[Supplied records — start]

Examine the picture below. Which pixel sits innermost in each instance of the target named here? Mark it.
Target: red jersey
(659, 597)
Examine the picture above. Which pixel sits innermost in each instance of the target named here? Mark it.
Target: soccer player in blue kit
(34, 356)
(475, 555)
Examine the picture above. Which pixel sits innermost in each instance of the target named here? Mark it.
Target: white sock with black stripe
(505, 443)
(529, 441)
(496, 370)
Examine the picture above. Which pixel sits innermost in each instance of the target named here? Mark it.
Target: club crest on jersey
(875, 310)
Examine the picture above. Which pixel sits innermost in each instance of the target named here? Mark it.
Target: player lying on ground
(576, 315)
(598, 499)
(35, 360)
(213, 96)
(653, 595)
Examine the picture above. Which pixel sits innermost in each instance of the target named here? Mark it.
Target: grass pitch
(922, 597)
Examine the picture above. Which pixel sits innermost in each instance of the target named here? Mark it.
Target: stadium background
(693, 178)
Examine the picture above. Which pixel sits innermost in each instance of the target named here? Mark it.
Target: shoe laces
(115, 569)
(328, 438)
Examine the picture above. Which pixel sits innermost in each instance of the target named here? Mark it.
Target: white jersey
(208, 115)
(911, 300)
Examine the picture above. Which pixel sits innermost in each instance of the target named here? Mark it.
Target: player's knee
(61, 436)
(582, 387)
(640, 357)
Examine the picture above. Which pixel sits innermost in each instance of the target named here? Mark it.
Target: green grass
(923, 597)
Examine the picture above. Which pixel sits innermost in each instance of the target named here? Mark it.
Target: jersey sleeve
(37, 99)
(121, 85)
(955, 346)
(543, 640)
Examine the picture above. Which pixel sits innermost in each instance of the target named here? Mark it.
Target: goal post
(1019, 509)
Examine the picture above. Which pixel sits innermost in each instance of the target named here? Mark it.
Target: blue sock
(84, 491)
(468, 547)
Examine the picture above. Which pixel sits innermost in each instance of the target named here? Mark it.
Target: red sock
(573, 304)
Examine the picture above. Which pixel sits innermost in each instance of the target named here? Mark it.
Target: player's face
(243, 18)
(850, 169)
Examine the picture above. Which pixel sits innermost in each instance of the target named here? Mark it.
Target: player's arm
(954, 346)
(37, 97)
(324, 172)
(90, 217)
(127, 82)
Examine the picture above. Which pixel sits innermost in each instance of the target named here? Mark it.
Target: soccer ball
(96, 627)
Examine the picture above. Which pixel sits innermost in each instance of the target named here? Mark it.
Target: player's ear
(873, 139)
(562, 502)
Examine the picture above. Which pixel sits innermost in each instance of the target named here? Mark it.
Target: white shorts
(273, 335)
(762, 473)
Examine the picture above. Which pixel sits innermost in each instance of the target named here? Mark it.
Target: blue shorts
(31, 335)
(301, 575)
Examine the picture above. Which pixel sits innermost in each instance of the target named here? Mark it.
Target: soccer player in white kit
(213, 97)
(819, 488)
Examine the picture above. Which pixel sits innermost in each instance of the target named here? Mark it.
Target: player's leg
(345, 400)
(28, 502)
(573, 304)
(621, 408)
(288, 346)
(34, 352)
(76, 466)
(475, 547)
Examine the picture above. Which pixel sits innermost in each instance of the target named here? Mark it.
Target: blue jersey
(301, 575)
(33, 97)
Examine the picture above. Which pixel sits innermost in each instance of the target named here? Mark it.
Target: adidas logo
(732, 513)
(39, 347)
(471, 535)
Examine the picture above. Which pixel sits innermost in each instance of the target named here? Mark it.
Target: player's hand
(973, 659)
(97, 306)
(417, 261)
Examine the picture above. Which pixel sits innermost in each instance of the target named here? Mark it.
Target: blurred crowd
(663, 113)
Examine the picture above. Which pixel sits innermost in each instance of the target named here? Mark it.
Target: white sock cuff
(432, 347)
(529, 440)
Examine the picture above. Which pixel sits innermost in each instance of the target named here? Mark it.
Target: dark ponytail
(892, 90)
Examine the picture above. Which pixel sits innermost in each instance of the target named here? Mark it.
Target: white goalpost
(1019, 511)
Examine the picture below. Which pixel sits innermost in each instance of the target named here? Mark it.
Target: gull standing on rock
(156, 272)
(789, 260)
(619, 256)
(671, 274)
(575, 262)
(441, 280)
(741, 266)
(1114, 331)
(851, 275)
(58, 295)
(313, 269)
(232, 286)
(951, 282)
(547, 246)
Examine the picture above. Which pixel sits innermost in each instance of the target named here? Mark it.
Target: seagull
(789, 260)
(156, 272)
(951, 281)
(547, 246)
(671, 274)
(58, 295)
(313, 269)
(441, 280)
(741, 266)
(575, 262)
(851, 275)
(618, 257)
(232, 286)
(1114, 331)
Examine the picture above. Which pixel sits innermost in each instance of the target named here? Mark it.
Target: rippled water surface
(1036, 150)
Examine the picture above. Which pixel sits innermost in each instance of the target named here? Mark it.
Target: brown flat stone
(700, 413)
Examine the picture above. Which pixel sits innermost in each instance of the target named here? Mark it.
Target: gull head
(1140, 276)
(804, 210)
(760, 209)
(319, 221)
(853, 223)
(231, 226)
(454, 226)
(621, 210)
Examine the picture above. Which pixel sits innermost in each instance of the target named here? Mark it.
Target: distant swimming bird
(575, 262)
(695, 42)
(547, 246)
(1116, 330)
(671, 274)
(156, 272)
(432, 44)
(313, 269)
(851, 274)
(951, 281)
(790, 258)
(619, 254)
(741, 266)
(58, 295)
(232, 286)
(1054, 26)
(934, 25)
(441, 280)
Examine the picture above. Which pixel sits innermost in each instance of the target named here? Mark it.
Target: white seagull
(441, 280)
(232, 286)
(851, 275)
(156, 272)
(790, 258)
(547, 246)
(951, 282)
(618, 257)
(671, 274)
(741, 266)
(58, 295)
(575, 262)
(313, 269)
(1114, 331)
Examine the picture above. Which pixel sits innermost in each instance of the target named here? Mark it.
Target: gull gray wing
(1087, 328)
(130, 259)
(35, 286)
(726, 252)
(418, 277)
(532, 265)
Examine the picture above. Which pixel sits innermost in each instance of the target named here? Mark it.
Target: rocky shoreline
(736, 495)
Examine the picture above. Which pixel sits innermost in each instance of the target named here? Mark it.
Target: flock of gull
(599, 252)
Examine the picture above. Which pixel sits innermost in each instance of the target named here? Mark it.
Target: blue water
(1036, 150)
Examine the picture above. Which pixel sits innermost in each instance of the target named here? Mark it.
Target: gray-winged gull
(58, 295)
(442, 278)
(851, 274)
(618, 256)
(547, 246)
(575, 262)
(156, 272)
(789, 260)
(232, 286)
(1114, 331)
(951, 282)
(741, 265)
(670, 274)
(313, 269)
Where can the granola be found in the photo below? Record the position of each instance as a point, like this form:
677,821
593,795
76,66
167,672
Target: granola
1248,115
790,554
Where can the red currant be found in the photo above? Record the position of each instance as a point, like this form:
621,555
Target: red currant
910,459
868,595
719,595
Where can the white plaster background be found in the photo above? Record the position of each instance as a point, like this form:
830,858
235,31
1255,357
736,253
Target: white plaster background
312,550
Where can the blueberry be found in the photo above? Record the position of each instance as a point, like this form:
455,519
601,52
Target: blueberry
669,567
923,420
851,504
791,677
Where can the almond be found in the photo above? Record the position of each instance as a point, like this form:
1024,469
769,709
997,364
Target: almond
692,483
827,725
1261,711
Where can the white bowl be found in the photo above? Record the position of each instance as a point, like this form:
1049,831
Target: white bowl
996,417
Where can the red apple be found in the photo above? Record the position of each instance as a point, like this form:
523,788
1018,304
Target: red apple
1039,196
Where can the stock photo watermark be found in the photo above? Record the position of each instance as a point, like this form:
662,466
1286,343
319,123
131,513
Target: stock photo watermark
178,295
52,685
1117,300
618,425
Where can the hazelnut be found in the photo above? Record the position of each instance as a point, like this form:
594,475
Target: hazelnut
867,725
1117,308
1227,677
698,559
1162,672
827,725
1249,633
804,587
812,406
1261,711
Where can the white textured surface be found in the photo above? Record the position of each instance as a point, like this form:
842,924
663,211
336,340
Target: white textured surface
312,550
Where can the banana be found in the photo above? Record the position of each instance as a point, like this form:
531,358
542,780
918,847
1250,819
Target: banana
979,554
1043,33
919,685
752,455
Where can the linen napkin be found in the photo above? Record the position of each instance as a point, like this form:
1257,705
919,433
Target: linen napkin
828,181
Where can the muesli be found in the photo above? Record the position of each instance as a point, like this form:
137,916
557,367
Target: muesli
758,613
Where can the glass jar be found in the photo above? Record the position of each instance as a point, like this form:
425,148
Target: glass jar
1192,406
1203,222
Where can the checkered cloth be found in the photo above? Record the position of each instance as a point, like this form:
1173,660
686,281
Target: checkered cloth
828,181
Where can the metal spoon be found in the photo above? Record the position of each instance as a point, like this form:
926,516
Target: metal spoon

[Supplied records — finish]

Show each line in the entries that holds the string "metal".

**Task solution:**
Where can the metal spoon be found in the photo above? Record the position of each instance as a point, like this form:
Target: metal spoon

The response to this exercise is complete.